Excerpt:

= = = = = = =

Friday 27 August 2021

Brexit and empty shelves

 Britain’s supply chains in Brexit’s brave new world

Six months and counting since the U.K. took its leave from its largest trading partner, the EU, and timely to ask - how is its economy performing? 

Bear in mind the PM’s declaration on December 24  that the new EU-UK Trade and Cooperation Agreement, which he had just signed, is “a good deal for the whole of Europe.” 

In recent weeks examples have been cropping up to indicate problems of empty shelves, issues of driver shortages raised by hauliers and by retailers, culminating in delays in the provision of products to meet consumer demand.  

When Great Britain departed from the EU single market and took back control on 1 January,  its agreed deal included special provision for Northern Ireland.  It remains inside the EU market for goods.   

With minimal delay Brexit’s impacts on supplies of certain classes of goods into Northern Ireland began to emerge.   The ugly sceptre of violence returned to some streets in Belfast as loyalists protested about customs checks arising from the new arrangements for transporting goods within the U.K. from GB to NI.

And yet, statistics just published reveal that trade between the Republic and Northern Ireland since the U.K’s exit has grown spectacularly in the six months spanning January to June 2021 - €800 million in round figures.  

Data published by the Central Statistics Office in Dublin (1) show that imports from Northern Ireland to the Republic have risen by 77% since the U.K’s departure from the EU.  

At the same time, the value of the Republic’s exports to Northern Ireland has risen by 43%.

= = = = = = =

Information supplied:
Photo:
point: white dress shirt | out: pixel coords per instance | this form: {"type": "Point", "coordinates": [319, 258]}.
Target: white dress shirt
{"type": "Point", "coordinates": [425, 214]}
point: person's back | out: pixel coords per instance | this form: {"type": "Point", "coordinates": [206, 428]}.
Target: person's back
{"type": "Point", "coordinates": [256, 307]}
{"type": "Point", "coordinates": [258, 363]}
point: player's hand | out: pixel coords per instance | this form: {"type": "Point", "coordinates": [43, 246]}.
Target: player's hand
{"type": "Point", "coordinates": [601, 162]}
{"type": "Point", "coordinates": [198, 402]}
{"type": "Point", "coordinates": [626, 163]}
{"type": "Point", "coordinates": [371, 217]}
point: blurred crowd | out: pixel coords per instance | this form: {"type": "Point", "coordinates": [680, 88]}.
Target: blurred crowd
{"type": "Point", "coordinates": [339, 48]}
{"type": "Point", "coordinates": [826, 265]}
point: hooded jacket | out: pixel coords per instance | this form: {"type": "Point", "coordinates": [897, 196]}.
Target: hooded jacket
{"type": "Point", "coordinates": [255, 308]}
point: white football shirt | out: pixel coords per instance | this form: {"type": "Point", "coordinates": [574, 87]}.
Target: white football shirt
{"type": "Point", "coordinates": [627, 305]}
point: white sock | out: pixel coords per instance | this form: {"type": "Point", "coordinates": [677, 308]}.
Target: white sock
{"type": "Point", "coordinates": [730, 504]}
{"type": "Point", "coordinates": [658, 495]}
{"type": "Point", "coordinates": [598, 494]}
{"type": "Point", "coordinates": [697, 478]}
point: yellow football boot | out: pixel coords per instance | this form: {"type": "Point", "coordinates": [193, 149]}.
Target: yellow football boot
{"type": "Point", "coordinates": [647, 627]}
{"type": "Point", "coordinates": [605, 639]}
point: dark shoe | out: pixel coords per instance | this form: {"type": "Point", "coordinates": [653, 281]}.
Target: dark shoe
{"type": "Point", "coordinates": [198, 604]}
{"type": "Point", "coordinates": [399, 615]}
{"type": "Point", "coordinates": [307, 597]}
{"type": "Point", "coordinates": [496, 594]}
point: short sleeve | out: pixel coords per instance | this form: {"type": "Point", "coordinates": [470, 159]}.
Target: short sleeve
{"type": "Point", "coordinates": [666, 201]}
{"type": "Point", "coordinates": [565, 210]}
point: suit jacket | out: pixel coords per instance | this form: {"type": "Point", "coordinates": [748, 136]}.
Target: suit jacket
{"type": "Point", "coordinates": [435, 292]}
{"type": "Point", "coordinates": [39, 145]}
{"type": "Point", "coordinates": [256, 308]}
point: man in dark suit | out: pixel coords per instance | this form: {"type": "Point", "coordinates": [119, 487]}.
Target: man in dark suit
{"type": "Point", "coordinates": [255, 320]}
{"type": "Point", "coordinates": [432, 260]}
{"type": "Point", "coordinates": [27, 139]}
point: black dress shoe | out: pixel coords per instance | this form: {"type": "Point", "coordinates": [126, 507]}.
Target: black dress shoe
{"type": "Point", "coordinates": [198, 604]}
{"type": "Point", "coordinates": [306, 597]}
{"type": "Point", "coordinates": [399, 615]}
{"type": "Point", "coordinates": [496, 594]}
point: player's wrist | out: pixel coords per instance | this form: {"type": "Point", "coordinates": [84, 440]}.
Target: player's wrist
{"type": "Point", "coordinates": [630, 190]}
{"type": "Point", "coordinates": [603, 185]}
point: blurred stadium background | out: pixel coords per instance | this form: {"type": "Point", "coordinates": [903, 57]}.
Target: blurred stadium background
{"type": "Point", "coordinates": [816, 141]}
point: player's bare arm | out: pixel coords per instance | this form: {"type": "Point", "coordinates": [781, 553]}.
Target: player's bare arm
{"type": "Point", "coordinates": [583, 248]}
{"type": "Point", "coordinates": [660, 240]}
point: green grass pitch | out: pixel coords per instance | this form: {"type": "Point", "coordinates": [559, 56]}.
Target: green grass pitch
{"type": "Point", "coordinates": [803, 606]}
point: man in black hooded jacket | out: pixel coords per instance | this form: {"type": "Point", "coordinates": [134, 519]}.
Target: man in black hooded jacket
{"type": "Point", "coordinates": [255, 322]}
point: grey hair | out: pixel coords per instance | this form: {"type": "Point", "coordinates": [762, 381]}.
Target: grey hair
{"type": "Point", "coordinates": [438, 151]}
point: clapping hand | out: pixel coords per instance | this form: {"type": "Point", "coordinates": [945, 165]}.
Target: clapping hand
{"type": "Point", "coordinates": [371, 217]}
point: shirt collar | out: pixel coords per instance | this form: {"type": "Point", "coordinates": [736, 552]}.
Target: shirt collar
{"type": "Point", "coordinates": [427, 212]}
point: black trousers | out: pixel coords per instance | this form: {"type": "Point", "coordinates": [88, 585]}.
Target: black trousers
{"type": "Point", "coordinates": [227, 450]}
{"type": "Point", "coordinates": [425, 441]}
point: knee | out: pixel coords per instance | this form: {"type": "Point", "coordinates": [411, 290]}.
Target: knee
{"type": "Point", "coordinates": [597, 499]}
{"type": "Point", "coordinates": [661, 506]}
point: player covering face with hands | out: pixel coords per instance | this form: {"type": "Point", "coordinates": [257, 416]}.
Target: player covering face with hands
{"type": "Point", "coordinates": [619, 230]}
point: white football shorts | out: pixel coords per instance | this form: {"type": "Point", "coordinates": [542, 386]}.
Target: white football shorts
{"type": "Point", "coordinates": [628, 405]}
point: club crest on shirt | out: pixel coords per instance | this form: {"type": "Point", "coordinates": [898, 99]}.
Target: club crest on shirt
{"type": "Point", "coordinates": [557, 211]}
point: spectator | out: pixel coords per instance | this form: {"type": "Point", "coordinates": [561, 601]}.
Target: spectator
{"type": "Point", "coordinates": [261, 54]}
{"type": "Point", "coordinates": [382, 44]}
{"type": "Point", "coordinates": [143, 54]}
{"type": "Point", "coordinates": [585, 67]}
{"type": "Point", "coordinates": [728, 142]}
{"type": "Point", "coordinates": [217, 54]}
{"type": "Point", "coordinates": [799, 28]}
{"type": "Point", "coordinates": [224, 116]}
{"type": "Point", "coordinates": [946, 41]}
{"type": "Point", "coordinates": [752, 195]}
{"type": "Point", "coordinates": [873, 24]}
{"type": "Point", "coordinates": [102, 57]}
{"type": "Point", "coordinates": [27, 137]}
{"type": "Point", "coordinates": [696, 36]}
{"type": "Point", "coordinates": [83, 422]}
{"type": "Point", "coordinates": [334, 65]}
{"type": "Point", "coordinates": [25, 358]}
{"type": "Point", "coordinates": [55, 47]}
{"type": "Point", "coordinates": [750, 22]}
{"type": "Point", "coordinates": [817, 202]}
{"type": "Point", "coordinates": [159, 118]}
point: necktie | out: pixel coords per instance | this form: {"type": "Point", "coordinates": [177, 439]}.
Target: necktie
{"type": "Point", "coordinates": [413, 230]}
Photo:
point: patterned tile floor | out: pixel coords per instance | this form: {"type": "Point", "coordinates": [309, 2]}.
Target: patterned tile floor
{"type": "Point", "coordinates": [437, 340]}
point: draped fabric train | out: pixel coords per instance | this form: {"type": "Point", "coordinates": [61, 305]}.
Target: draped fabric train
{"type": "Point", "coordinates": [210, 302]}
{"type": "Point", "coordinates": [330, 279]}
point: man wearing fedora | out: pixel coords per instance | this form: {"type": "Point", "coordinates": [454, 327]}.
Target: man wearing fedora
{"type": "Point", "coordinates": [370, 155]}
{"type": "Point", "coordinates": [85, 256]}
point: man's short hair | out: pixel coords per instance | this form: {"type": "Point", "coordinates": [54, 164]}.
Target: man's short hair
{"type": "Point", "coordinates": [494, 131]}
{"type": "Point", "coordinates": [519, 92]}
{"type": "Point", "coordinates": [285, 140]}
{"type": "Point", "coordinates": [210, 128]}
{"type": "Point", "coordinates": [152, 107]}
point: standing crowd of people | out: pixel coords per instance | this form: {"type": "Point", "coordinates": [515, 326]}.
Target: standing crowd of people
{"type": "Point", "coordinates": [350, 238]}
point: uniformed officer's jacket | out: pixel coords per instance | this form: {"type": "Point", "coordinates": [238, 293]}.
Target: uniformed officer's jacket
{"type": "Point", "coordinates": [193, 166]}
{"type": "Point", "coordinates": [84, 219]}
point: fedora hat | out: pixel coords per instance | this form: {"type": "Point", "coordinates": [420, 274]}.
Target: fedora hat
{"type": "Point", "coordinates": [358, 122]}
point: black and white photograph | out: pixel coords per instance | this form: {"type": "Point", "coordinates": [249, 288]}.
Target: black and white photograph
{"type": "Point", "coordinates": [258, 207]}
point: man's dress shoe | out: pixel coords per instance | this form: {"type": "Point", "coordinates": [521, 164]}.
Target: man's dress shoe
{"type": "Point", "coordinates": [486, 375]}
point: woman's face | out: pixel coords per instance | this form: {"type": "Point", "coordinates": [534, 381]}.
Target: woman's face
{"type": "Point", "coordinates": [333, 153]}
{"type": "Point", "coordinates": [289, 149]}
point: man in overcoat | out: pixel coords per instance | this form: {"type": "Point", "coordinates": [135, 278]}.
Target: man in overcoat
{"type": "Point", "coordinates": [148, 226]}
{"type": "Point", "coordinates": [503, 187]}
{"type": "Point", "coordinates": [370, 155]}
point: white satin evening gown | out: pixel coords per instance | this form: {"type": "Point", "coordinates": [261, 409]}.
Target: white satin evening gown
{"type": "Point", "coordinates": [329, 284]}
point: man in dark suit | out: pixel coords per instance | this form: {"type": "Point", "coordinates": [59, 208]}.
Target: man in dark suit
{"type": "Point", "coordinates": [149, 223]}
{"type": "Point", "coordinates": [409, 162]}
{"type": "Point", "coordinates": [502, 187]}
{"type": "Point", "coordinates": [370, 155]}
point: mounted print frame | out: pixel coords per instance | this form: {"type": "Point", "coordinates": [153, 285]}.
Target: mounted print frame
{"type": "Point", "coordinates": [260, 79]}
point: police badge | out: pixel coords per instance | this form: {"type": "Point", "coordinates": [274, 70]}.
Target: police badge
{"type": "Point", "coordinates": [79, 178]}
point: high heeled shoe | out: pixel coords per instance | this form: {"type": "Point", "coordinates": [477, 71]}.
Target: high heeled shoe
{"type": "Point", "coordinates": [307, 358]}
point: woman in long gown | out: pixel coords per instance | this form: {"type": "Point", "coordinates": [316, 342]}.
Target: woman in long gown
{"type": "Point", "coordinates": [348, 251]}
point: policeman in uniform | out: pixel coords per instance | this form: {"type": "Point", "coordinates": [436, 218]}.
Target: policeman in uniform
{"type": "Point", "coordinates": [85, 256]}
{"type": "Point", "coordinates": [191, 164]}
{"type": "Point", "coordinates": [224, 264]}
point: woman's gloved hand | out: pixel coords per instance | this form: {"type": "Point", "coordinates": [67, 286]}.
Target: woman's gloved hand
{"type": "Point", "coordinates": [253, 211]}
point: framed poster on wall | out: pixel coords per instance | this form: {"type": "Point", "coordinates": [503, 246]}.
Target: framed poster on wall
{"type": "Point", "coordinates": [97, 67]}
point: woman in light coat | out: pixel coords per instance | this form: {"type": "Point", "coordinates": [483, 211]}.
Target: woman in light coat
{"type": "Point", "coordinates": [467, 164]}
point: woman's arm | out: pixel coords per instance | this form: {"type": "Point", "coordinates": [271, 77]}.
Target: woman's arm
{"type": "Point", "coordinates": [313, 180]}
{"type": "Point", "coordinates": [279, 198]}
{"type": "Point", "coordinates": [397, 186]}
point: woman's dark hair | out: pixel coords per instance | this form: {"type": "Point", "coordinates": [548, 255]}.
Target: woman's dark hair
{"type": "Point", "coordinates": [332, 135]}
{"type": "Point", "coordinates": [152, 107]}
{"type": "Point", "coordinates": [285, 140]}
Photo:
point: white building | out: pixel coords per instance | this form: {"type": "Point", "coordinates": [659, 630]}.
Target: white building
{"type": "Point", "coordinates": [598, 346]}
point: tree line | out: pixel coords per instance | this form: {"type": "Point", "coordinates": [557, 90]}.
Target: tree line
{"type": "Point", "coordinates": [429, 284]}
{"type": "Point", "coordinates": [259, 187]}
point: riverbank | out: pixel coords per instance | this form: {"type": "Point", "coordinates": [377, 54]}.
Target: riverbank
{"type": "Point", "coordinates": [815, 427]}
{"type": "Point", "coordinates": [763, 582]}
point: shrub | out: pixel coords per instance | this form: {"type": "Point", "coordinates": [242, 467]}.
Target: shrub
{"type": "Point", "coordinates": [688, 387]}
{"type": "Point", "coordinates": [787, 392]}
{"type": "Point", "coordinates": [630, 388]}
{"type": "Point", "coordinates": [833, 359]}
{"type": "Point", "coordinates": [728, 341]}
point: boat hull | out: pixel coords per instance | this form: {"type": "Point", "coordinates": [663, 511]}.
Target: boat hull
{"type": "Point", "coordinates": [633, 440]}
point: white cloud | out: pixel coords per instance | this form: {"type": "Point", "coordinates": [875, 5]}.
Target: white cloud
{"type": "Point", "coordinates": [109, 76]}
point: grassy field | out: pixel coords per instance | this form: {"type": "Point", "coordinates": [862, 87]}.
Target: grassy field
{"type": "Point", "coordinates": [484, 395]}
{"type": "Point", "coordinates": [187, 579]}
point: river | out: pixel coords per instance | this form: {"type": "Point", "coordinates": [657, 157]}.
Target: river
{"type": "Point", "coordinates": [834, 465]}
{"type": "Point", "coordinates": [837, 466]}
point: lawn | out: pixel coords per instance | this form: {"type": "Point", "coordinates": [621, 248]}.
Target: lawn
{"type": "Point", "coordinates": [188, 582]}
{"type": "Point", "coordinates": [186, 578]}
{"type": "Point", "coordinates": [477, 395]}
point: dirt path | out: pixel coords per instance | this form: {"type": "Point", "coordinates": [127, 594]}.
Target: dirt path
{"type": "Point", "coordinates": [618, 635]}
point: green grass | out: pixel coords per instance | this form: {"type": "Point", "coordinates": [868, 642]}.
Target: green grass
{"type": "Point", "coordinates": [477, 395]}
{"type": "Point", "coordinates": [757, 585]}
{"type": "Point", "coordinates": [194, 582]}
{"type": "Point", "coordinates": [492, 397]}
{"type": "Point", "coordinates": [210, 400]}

= = = = = = =

Exercise task 1:
According to the Brexit excerpt, by what percentage have imports from Northern Ireland to the Republic risen since the U.K.'s departure from the EU?
Exercise task 2:
In the Brexit excerpt, rewrite the passage starting at "And yet, statistics" and ending at "in round figures.", replacing "spectacularly" with "sharply".
Exercise task 3:
What does the Brexit excerpt give as the reason loyalists protested on some streets in Belfast?

Full solution 1:
77%

Full solution 2:
And yet, statistics just published reveal that trade between the Republic and Northern Ireland since the U.K’s exit has grown sharply in the six months spanning January to June 2021 - €800 million in round figures.

Full solution 3:
They protested about customs checks. These checks arose from the new arrangements for transporting goods within the U.K. from Great Britain to Northern Ireland.